II – Manifestação formal em consulta formulada pelas áreas técnicas.
III – Solicitação de orientações com relação ao contrato de cessão sob o regime de aforamento da área denominada Ilha do Mel celebrado com o Estado do Paraná. Procedimentos a serem adotados com relação a irregularidades alegadamente praticadas.
IV – Questões anteriormente analisadas no PARECER n. 0861/2021/NUCJUR/E-CJU/PATRIMÔNIO/CGU/AGU, aprovado pelo DESPACHO n. 00120/2021/COORD/E-CJU/PATRIMÔNIO/CGU/AGU (NUP: 00447.000991/2021-14).
V – Devolução ao órgão consulente para ciência e providências cabíveis.

 

 

RELATÓRIO

 

Em cumprimento ao disposto no art. 131 da Constituição da República, no art. 11 da Lei Complementar nº 73/1993, no art. 8º-F da Lei nº 9.028/1995, no art. 19 do Ato Regimental AGU nº 05/2007 e no art. 1º da Portaria Normativa AGU nº 72/2022, a SUPERINTENDÊNCIA DE PATRIMÔNIO DA UNIÃO NO PARANÁ – SPU-PR/MGI encaminha a esta e-CJU/Patrimônio, via SAPIENS, link de acesso ao processo SEI de referência solicitando orientações com relação ao contrato de cessão sob o regime de aforamento da área denominada Ilha do Mel celebrado com o Estado do Paraná, no tocante aos procedimentos a serem adotados com relação a irregularidades alegadamente praticadas no cumprimento das obrigações pactuadas.

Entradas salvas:

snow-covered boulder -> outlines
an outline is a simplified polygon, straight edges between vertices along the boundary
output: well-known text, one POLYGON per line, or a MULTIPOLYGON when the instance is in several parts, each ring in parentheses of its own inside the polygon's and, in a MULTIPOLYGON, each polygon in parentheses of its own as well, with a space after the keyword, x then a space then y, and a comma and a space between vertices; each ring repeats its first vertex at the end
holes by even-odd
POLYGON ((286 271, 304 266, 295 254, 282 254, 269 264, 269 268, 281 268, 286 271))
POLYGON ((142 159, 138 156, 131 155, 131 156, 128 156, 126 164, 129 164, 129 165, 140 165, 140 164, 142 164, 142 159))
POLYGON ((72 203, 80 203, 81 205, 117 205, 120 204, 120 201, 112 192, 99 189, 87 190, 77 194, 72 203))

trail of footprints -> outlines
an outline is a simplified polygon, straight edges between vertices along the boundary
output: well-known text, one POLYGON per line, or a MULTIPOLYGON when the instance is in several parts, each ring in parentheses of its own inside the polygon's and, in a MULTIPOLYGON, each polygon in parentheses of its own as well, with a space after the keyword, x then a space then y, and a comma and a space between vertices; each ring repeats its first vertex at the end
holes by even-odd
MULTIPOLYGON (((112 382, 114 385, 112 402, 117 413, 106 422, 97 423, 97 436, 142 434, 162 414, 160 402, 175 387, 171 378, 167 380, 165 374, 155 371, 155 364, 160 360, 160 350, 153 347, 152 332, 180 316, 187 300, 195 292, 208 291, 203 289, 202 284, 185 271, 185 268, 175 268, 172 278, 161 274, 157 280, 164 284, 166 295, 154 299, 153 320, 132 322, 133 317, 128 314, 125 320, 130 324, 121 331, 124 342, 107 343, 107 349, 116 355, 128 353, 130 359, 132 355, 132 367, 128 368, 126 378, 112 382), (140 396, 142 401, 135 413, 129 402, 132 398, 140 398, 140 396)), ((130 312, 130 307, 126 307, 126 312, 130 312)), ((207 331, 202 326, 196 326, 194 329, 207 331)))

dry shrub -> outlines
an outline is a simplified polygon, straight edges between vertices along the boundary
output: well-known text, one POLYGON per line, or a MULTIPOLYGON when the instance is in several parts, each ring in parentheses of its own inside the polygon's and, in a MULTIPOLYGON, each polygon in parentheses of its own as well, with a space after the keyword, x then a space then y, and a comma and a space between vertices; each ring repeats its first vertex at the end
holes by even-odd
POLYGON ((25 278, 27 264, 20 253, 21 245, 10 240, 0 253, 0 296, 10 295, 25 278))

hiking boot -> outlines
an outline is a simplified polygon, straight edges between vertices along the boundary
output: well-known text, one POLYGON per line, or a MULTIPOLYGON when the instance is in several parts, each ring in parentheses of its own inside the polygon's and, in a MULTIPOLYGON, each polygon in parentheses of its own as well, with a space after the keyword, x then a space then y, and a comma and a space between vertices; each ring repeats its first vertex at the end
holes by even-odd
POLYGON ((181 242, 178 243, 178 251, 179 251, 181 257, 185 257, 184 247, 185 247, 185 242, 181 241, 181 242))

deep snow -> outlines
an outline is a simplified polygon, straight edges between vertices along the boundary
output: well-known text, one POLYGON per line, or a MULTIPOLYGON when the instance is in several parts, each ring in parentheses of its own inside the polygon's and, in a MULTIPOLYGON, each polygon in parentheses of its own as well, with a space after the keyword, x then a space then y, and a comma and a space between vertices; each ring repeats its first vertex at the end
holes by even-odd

- Conjunto de tarefas -
**A.** Responda, com base no texto da página:
(i) Com quem foi celebrado o contrato de cessão da área denominada Ilha do Mel?
(ii) Qual despacho aprovou o PARECER n. 0861/2021/NUCJUR/E-CJU/PATRIMÔNIO/CGU/AGU?
(iii) Por qual sistema a SPU-PR/MGI encaminhou o link de acesso ao processo SEI?
**B.** No texto da página, transforme em lista o parágrafo iniciado por "Em cumprimento ao disposto", preservando seus fatos principais.

- Respostas por tarefa -
**A.**
(i) Com o Estado do Paraná.
(ii) O DESPACHO n. 00120/2021/COORD/E-CJU/PATRIMÔNIO/CGU/AGU.
(iii) Pelo SAPIENS.

**B.**
- Fundamentos: art. 131 da Constituição da República; art. 11 da Lei Complementar nº 73/1993; art. 8º-F da Lei nº 9.028/1995; art. 19 do Ato Regimental AGU nº 05/2007; art. 1º da Portaria Normativa AGU nº 72/2022.
- Remetente: Superintendência de Patrimônio da União no Paraná (SPU-PR/MGI).
- Destinatária: e-CJU/Patrimônio.
- Meio: link de acesso ao processo SEI de referência, enviado via SAPIENS.
- Pedido: orientações sobre o contrato de cessão sob o regime de aforamento da área denominada Ilha do Mel, celebrado com o Estado do Paraná, quanto aos procedimentos a adotar diante de irregularidades alegadamente praticadas no cumprimento das obrigações pactuadas.